Objective: Extract every line of the data below that contains the string "helicopter", and list those lines in their original order.

Source records:

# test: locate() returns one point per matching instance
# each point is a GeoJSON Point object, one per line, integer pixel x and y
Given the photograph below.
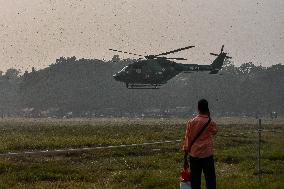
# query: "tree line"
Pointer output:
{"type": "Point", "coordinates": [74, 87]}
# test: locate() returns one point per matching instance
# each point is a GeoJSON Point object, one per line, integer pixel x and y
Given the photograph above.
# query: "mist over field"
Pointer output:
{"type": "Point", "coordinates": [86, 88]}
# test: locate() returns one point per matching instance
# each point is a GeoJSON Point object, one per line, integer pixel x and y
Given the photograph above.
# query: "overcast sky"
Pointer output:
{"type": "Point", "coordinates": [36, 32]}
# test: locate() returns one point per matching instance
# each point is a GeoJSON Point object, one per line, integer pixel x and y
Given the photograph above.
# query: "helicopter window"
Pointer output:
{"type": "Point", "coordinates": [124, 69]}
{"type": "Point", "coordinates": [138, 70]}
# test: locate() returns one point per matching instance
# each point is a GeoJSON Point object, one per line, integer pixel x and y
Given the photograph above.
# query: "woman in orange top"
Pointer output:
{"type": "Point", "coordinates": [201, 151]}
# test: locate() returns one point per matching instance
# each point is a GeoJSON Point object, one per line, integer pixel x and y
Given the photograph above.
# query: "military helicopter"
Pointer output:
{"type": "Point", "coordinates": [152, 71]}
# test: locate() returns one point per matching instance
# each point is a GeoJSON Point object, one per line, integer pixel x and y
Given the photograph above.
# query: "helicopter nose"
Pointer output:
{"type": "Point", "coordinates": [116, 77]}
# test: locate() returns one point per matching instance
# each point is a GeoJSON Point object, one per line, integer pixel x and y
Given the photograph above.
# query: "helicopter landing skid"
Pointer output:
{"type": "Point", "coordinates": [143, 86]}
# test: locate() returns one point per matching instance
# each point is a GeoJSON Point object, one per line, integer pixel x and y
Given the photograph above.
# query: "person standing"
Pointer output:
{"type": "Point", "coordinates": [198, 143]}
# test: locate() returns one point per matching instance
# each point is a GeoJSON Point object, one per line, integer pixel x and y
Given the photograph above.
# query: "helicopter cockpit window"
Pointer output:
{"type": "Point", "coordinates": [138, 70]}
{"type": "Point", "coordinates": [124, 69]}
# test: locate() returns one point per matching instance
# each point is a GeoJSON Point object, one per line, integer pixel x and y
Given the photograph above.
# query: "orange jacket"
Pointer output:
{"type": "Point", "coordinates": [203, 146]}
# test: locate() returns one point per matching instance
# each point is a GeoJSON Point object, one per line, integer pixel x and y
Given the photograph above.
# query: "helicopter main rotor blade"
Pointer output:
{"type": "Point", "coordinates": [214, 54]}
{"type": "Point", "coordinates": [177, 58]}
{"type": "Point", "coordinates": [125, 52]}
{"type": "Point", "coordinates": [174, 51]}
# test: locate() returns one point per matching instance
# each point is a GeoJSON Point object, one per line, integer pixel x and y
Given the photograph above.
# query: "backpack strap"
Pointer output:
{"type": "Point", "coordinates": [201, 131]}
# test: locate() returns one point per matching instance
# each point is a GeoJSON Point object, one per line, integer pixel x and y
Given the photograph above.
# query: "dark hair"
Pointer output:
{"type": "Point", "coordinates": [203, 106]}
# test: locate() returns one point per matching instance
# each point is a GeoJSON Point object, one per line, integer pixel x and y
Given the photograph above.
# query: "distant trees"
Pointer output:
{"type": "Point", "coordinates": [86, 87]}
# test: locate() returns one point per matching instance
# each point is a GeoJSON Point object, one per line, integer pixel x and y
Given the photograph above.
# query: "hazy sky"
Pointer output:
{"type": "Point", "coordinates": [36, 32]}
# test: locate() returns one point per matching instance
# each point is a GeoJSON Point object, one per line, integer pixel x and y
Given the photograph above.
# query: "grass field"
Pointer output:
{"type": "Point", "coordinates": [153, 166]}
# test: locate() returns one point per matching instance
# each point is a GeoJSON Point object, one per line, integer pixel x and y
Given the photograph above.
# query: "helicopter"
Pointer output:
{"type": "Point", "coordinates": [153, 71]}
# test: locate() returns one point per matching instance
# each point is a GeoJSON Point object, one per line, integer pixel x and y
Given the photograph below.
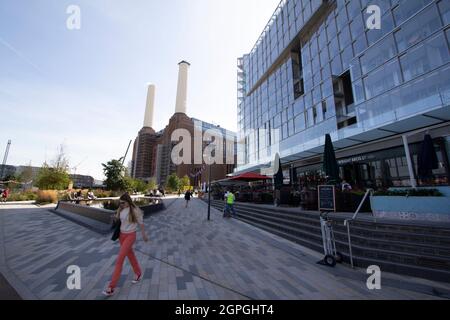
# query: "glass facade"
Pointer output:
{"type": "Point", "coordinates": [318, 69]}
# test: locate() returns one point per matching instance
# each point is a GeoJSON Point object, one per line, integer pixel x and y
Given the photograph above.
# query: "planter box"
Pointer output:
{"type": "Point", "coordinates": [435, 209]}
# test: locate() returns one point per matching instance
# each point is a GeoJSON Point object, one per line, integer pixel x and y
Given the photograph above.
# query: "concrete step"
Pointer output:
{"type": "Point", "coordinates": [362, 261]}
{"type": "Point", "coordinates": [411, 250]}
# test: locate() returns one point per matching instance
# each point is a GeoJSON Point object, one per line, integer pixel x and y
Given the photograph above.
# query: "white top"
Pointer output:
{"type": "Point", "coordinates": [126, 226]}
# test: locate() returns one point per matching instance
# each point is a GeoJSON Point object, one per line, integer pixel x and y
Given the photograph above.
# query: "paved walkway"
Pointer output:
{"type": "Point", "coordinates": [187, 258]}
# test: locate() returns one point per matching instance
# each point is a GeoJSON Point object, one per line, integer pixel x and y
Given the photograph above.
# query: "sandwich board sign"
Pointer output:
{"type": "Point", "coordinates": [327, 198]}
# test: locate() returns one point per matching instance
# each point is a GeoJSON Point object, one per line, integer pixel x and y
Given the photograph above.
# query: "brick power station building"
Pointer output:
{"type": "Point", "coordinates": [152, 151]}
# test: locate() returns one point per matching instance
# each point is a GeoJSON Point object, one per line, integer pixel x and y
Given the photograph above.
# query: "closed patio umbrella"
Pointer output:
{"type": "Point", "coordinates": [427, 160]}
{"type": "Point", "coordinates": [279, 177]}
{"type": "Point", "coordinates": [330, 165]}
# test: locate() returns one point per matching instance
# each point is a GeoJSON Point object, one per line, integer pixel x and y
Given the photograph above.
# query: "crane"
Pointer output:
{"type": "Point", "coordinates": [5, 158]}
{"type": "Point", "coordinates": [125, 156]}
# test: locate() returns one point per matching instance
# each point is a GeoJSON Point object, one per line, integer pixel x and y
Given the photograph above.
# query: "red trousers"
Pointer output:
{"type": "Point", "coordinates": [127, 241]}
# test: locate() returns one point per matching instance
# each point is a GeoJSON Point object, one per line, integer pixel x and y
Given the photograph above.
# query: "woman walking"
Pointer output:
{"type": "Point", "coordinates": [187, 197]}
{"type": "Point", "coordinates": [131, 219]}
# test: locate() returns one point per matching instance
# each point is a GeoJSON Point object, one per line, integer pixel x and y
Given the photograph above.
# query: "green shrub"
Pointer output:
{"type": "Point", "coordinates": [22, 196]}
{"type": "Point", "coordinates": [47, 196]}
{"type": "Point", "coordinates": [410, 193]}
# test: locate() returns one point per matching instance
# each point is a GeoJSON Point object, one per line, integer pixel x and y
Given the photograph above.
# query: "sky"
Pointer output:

Written solution:
# query: "helicopter window"
# query: "military helicopter"
# query: "helicopter nose"
# query: "helicopter landing skid"
# query: "helicopter cockpit window"
# query: "helicopter main rotor blade"
# query: "helicopter"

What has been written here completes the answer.